> _Exercise data_

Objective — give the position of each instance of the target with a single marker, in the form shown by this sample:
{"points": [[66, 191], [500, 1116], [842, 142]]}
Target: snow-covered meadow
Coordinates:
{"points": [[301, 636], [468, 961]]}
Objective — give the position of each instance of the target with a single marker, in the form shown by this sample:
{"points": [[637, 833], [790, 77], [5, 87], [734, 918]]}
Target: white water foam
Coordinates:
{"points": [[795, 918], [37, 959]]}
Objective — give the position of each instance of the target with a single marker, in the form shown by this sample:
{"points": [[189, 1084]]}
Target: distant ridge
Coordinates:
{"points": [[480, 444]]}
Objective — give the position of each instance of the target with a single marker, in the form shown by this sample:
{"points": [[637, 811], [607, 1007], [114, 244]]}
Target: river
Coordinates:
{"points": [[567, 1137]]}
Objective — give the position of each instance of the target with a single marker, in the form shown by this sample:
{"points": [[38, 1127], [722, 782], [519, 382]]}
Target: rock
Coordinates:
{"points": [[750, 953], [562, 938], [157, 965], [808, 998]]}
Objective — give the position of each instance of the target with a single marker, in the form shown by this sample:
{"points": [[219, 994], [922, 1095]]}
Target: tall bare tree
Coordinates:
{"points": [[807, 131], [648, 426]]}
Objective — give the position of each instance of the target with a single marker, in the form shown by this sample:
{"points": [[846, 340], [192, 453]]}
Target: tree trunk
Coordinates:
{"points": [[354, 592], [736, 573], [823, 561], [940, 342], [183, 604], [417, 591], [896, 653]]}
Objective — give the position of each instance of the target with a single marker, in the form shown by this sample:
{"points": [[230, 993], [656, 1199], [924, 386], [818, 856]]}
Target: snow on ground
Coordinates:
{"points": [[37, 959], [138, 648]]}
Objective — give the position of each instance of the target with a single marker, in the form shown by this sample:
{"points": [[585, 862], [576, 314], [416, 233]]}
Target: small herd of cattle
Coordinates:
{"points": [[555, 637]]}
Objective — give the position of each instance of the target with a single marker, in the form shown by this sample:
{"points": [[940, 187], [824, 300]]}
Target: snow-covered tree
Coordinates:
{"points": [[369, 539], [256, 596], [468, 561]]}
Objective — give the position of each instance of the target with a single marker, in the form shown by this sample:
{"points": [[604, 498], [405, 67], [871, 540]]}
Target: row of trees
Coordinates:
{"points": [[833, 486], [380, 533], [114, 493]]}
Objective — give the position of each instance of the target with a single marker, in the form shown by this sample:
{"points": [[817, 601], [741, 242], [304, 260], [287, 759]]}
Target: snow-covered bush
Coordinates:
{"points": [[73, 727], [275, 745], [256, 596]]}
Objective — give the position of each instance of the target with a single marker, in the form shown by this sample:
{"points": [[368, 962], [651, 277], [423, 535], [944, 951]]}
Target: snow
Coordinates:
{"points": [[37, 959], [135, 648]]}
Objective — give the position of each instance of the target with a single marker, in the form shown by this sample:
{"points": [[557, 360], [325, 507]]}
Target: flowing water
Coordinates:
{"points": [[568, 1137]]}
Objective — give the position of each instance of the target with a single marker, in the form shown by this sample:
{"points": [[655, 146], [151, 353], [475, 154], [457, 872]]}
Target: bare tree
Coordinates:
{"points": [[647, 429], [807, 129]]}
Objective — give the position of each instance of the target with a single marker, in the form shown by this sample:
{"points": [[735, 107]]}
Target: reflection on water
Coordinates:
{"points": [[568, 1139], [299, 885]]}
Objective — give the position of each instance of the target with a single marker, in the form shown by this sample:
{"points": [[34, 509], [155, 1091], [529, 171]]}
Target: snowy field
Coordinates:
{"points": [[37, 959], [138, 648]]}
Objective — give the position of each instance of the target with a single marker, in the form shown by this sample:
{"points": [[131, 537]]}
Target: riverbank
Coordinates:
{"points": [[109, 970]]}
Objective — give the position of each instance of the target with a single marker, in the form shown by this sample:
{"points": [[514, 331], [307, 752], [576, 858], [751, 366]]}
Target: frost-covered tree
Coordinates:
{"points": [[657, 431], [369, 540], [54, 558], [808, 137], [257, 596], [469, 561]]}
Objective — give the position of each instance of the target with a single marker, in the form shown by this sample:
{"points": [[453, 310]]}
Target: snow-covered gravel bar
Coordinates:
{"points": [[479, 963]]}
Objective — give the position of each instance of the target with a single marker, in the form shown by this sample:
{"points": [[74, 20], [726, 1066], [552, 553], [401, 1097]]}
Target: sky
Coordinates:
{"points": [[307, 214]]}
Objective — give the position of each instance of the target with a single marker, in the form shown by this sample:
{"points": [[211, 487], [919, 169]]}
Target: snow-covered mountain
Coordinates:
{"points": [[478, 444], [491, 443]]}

> _Assignment_
Print the material once more, keeping every word as it is.

> _Answer to this problem_
Objective — give the position of each instance of the target with a single marker, in the form shown by this sample:
{"points": [[66, 191], [500, 1116], [842, 142]]}
Target: snow-covered meadow
Coordinates:
{"points": [[301, 636], [468, 961]]}
Objective — give the position of each instance of the target with a single marker, in the form shown by this sample:
{"points": [[637, 833], [790, 77], [5, 87], [734, 918]]}
Target: white water foam
Coordinates:
{"points": [[795, 918], [37, 959]]}
Objective — give the position of each instance of the target with a single marker, in the form shown by this sample:
{"points": [[189, 1084]]}
Target: distant ridge
Coordinates:
{"points": [[480, 444]]}
Objective — give the position of each instance of the target with a single marker, in the form shown by this sample:
{"points": [[637, 811], [607, 1007], [114, 244]]}
Target: river
Coordinates:
{"points": [[567, 1137]]}
Objective — give the position of each instance of the target with a single marker, in the form shown by this sample:
{"points": [[38, 1127], [722, 782], [519, 382]]}
Target: rock
Coordinates:
{"points": [[750, 953], [562, 938], [157, 965], [808, 998]]}
Objective — give the position of each instance of the target with a single marker, in the form shown by this sample:
{"points": [[219, 994], [922, 1095]]}
Target: tall bare tree
Coordinates:
{"points": [[807, 131], [648, 426]]}
Objective — give the position of each instance of the target with a single marker, in the form shown by this sample:
{"points": [[846, 340], [192, 453]]}
Target: tree trunk
Coordinates:
{"points": [[354, 592], [736, 573], [823, 561], [940, 342], [183, 604], [417, 591], [896, 653]]}
Objective — give the position of each instance of the target with a single marker, in the form shown by this sample:
{"points": [[230, 993], [656, 1199], [924, 386], [818, 856]]}
Target: snow on ground
Coordinates:
{"points": [[37, 959], [138, 648]]}
Objective — give the position of each instance of the target with a single marker, in the form shown by this sample:
{"points": [[585, 862], [576, 314], [416, 233]]}
Target: small herd of cattle
Coordinates:
{"points": [[555, 637]]}
Objective — give the position of each instance of the target with a single marker, in the form shown by this sample:
{"points": [[940, 187], [824, 300]]}
Target: snow-covered tree
Coordinates:
{"points": [[369, 539], [256, 596], [468, 561]]}
Objective — give the position of each instance of the target with a single marker, in the form shown by this sample:
{"points": [[604, 498], [405, 67], [871, 540]]}
Target: row of trees
Coordinates:
{"points": [[833, 486], [380, 533], [114, 493]]}
Objective — give the position of each instance of the target with a single marker, in the form shown by this sample:
{"points": [[817, 601], [741, 242], [304, 260], [287, 759]]}
Target: snow-covered bush
Coordinates:
{"points": [[73, 727], [275, 745], [256, 596]]}
Objective — give the position of each instance of the target with a single marker, in the form shown by this sample:
{"points": [[368, 962], [651, 277], [423, 535], [944, 951]]}
Target: snow
Coordinates:
{"points": [[37, 959], [135, 648]]}
Objective — give the position of each instance of the target with a single marker, in the form shown by this sample:
{"points": [[557, 360], [325, 507]]}
Target: flowing water
Coordinates:
{"points": [[568, 1137]]}
Objective — give the position of each instance of the target with a single marker, in the form shown by this sample:
{"points": [[655, 146], [151, 353], [475, 154], [457, 872]]}
Target: bare tree
Coordinates:
{"points": [[647, 429], [807, 129]]}
Objective — give the position of each instance of the target with a single marker, in the form shown by this sample:
{"points": [[735, 107]]}
Target: reflection on water
Coordinates:
{"points": [[568, 1139], [299, 885]]}
Objective — give the position of each instance of the target with a single marker, in the form shown by this sample:
{"points": [[34, 509], [155, 1091], [529, 171]]}
Target: snowy field
Coordinates:
{"points": [[37, 959], [138, 648]]}
Objective — give the position of each instance of the target with a single marker, in the form shown by this sample:
{"points": [[131, 537]]}
Target: riverbank
Coordinates:
{"points": [[109, 970]]}
Objective — give the position of each instance of the target with a single marker, in the form shown by this sample:
{"points": [[514, 331], [307, 752], [576, 858], [751, 366]]}
Target: frost-covered tree
Coordinates:
{"points": [[657, 431], [369, 540], [54, 558], [808, 137], [257, 596], [469, 561]]}
Objective — give the position of each instance of the target with a single marker, in the form shown by this sample:
{"points": [[453, 310]]}
Target: snow-covered gravel bar
Coordinates:
{"points": [[479, 963]]}
Objective — give the position of each instance of the target with a single marker, in the form shown by this sample:
{"points": [[74, 20], [726, 1066], [552, 553], [401, 1097]]}
Target: sky
Coordinates:
{"points": [[307, 214]]}
Objective — give the position of each instance of the target with a single marker, in the form shown by this sample:
{"points": [[211, 487], [919, 169]]}
Target: snow-covered mountain
Coordinates:
{"points": [[478, 444], [491, 443]]}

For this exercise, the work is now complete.